# Source data

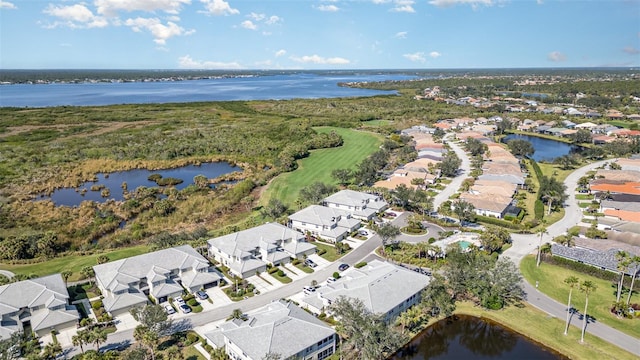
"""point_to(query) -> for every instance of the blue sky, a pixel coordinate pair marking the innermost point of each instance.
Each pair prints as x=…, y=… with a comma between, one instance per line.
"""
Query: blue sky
x=304, y=34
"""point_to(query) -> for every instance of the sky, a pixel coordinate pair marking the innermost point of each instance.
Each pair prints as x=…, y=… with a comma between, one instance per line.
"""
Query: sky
x=318, y=34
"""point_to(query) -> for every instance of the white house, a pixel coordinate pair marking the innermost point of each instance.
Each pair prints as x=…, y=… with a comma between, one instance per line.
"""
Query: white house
x=249, y=251
x=161, y=274
x=361, y=205
x=41, y=304
x=384, y=288
x=278, y=328
x=329, y=223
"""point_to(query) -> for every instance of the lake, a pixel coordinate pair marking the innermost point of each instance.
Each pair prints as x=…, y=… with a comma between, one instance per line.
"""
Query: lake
x=134, y=179
x=468, y=337
x=270, y=87
x=545, y=149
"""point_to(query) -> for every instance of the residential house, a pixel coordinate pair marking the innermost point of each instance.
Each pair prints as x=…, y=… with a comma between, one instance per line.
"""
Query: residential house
x=328, y=223
x=40, y=304
x=162, y=274
x=280, y=328
x=361, y=205
x=248, y=252
x=384, y=289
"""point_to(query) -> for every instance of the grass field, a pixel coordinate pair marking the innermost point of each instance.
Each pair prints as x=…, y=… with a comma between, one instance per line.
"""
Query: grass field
x=320, y=163
x=540, y=327
x=551, y=282
x=73, y=263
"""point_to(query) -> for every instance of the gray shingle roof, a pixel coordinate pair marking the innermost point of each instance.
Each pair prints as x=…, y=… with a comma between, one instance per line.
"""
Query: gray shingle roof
x=279, y=327
x=602, y=259
x=113, y=275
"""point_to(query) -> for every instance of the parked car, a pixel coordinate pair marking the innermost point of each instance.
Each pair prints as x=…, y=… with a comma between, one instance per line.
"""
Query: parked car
x=310, y=263
x=202, y=295
x=169, y=309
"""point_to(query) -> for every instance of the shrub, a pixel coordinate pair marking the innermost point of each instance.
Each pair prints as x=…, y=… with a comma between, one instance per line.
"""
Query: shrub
x=360, y=264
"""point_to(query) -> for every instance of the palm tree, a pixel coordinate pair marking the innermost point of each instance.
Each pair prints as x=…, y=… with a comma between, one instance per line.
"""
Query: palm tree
x=66, y=274
x=146, y=337
x=97, y=335
x=572, y=281
x=623, y=262
x=543, y=231
x=635, y=262
x=586, y=287
x=52, y=350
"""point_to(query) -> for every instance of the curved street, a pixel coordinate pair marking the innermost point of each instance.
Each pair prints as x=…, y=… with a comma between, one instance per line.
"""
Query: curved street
x=522, y=246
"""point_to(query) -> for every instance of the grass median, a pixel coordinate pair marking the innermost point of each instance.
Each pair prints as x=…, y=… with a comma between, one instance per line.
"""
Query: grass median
x=550, y=280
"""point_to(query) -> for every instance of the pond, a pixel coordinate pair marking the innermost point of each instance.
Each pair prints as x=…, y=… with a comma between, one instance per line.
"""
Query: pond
x=545, y=149
x=134, y=178
x=468, y=337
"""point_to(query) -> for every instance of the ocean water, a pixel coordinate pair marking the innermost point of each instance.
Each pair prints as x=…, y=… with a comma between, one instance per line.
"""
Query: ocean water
x=271, y=87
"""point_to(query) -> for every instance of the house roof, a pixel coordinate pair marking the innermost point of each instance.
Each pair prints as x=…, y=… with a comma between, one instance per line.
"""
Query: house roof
x=626, y=215
x=322, y=215
x=380, y=285
x=279, y=327
x=624, y=187
x=115, y=274
x=603, y=259
x=357, y=199
x=269, y=235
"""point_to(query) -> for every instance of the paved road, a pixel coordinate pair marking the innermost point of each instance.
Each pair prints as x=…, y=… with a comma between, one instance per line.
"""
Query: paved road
x=465, y=169
x=527, y=244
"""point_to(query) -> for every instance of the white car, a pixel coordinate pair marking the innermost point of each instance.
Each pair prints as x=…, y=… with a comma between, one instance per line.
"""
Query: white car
x=169, y=309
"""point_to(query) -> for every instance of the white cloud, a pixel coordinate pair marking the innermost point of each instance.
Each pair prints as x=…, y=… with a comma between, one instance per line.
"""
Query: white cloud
x=161, y=32
x=219, y=7
x=7, y=5
x=112, y=7
x=315, y=59
x=328, y=8
x=186, y=62
x=556, y=56
x=273, y=20
x=74, y=16
x=404, y=6
x=248, y=24
x=415, y=57
x=474, y=3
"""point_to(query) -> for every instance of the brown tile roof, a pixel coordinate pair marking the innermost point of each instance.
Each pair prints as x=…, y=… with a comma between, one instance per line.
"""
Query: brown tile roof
x=616, y=187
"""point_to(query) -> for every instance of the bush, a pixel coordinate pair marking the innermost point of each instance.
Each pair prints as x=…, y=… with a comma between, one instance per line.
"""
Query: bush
x=360, y=264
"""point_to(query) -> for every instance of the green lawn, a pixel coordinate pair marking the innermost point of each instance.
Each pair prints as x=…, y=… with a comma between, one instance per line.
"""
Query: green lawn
x=320, y=163
x=551, y=282
x=549, y=331
x=74, y=263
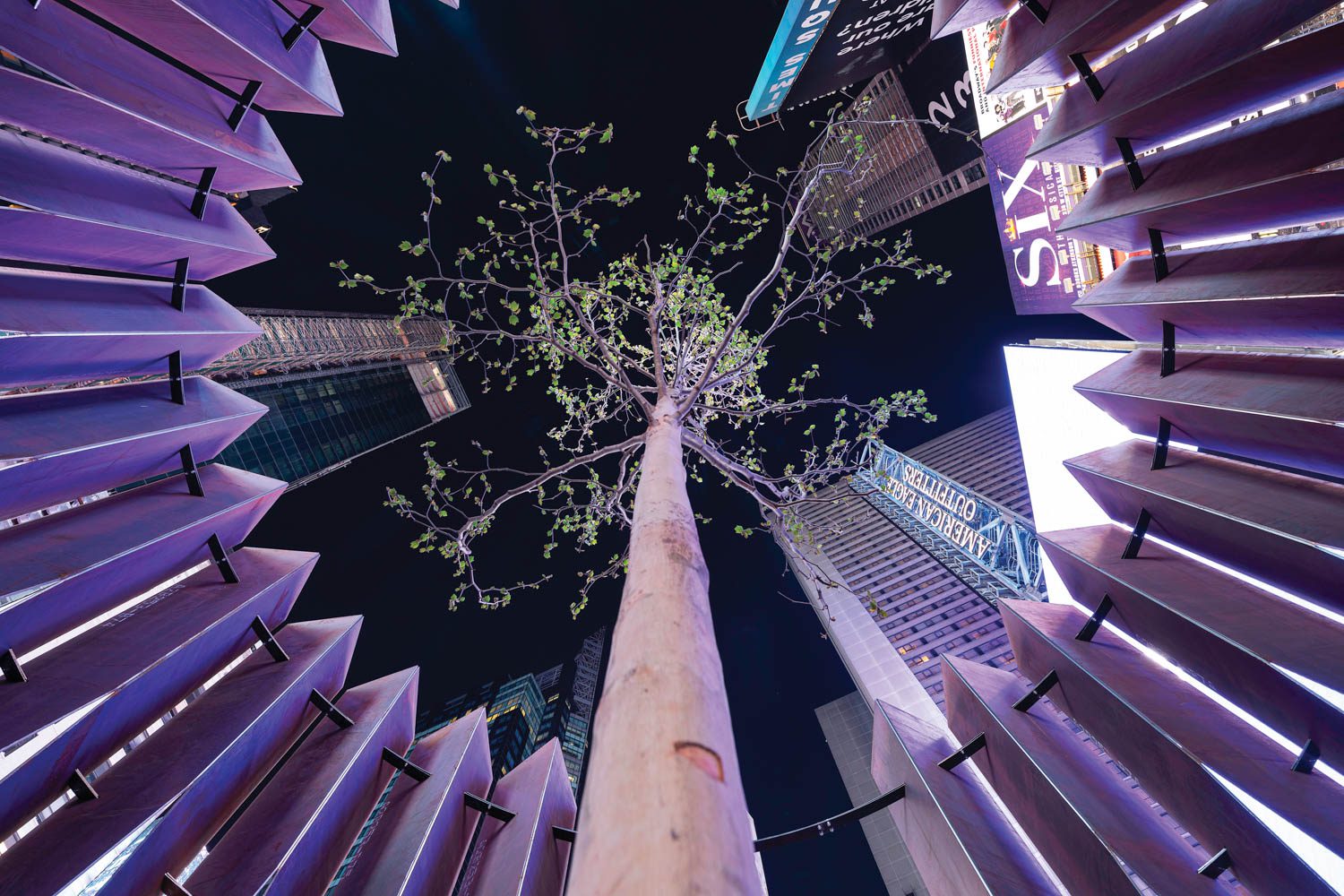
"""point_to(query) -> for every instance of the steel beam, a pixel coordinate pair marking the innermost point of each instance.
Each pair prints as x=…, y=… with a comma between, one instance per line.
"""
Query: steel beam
x=117, y=678
x=1281, y=409
x=69, y=209
x=521, y=856
x=293, y=837
x=61, y=328
x=959, y=837
x=1284, y=290
x=125, y=102
x=1078, y=812
x=234, y=43
x=1168, y=737
x=1215, y=74
x=421, y=840
x=1225, y=632
x=1258, y=175
x=62, y=570
x=1035, y=54
x=188, y=778
x=62, y=445
x=1279, y=527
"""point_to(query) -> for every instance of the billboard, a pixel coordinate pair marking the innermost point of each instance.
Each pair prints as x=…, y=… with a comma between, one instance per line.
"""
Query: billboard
x=937, y=83
x=1047, y=271
x=823, y=46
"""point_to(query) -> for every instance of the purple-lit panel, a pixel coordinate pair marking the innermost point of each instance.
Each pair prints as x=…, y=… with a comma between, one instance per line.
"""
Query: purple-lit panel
x=234, y=42
x=129, y=104
x=62, y=445
x=959, y=839
x=78, y=210
x=1281, y=409
x=1254, y=177
x=1279, y=527
x=1037, y=56
x=65, y=568
x=193, y=774
x=421, y=839
x=1161, y=729
x=523, y=857
x=1285, y=290
x=61, y=328
x=1225, y=632
x=134, y=668
x=1215, y=73
x=1077, y=812
x=357, y=23
x=293, y=837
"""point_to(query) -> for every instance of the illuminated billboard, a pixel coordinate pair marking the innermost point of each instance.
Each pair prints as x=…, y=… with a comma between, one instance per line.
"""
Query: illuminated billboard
x=823, y=46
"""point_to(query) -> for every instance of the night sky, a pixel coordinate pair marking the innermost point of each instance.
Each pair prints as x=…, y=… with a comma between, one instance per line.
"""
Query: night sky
x=661, y=73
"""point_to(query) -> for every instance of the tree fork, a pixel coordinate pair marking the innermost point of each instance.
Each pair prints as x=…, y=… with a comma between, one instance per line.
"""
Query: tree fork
x=663, y=807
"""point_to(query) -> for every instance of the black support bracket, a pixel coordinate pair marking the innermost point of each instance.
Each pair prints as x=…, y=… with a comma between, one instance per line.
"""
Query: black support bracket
x=268, y=640
x=13, y=672
x=1126, y=153
x=330, y=710
x=1094, y=621
x=1042, y=688
x=191, y=471
x=405, y=766
x=220, y=556
x=1034, y=7
x=179, y=284
x=1159, y=249
x=1163, y=444
x=487, y=807
x=969, y=750
x=81, y=786
x=1136, y=536
x=1217, y=866
x=301, y=26
x=198, y=202
x=1089, y=77
x=1305, y=761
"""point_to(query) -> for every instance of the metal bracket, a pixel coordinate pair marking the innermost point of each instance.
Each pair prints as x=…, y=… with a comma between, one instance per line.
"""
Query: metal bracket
x=1217, y=866
x=175, y=383
x=1159, y=249
x=301, y=26
x=828, y=826
x=179, y=284
x=1126, y=153
x=405, y=766
x=245, y=102
x=220, y=555
x=969, y=750
x=13, y=672
x=1094, y=621
x=1136, y=536
x=198, y=202
x=1305, y=761
x=1034, y=7
x=487, y=807
x=1090, y=80
x=191, y=470
x=83, y=790
x=1042, y=688
x=268, y=640
x=330, y=710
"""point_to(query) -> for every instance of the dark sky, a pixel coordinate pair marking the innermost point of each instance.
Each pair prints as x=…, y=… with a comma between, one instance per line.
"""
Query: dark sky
x=661, y=73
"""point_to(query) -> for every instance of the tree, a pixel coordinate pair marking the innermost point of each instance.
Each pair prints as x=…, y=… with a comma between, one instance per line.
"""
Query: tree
x=658, y=365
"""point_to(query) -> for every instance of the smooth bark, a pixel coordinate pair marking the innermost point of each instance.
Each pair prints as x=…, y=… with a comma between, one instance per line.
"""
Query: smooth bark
x=663, y=806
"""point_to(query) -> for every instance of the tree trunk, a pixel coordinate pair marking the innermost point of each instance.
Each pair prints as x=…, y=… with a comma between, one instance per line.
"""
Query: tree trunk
x=663, y=805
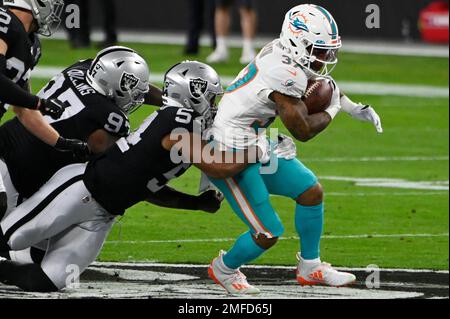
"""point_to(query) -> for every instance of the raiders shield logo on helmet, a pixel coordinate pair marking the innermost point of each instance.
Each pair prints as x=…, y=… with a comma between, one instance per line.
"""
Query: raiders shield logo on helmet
x=128, y=82
x=198, y=87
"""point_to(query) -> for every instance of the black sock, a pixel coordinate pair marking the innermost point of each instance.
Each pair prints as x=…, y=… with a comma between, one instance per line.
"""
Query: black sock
x=37, y=255
x=3, y=242
x=28, y=277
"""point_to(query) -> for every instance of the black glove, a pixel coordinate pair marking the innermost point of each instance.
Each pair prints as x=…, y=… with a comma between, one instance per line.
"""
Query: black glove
x=209, y=201
x=79, y=149
x=52, y=107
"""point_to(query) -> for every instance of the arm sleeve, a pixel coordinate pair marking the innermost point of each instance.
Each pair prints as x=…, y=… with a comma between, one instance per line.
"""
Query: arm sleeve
x=13, y=94
x=285, y=80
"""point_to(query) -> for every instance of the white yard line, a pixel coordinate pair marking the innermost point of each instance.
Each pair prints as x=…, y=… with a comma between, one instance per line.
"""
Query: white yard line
x=168, y=241
x=353, y=46
x=365, y=194
x=47, y=72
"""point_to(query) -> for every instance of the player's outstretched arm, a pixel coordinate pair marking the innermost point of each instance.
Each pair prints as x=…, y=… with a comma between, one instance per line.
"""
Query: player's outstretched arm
x=154, y=96
x=37, y=125
x=208, y=201
x=294, y=115
x=214, y=163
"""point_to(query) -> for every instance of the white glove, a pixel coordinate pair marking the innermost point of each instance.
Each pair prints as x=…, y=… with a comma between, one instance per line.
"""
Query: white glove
x=285, y=148
x=362, y=112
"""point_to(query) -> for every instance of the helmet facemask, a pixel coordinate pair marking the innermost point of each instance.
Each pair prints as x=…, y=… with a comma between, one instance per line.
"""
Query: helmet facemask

# Goal of the exercise
Turn the data between the lines holding "tree fork, a" and "x=663, y=807", inclusive, into a two-column CSV with the headers input and output. Give one row per entry, and put each value in a single quoted field with line breaks replaced by spaces.

# Written response
input,output
"""""""point_to(query) -> for every instance of the tree fork, a pixel coordinate pair marking the innermost point of each instance. Each pair prints as x=…, y=… with a comma between, one instance per line. """""" Query: tree fork","x=663, y=807"